Rescale the material below by rewriting every line, including the requests, with each bounding-box coordinate in the answers multiplied by 0.9 and rounded to the nearest whole number, halves rounded up. Leave all other text unchanged.

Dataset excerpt
• • •
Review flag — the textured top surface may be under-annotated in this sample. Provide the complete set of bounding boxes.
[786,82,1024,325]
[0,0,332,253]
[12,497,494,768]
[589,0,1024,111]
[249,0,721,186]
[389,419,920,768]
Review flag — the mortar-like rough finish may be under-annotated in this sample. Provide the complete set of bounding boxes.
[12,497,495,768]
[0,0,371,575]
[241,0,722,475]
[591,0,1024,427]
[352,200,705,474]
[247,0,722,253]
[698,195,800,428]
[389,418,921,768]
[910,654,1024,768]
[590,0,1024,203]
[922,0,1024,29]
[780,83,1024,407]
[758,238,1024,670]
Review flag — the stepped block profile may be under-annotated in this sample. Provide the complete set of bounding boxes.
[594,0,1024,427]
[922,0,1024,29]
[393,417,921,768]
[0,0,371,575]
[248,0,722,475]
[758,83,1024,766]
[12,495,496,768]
• • •
_Solution to this problem_:
Review flag — the textured top surface may be under-annotated in this sample. Provide the complete set of bounding boxes.
[707,74,922,293]
[0,0,299,228]
[11,447,445,691]
[530,0,922,100]
[224,0,649,167]
[350,377,828,691]
Review flag — the mortar-like rough finish may be under-annotated in this sample. Provide the complete set of bounding boxes.
[11,447,446,691]
[0,0,334,518]
[217,0,650,428]
[532,0,922,384]
[317,180,635,427]
[222,0,650,228]
[628,176,720,385]
[350,376,829,691]
[819,589,922,691]
[531,0,922,183]
[830,0,922,26]
[702,75,922,366]
[682,214,922,603]
Review flag — the stepped block profile may be under-annotated in this sample. Provide the complete set of bounding boxes.
[535,0,922,384]
[830,0,922,26]
[354,375,829,691]
[0,0,334,518]
[223,0,650,428]
[682,75,922,689]
[11,446,446,691]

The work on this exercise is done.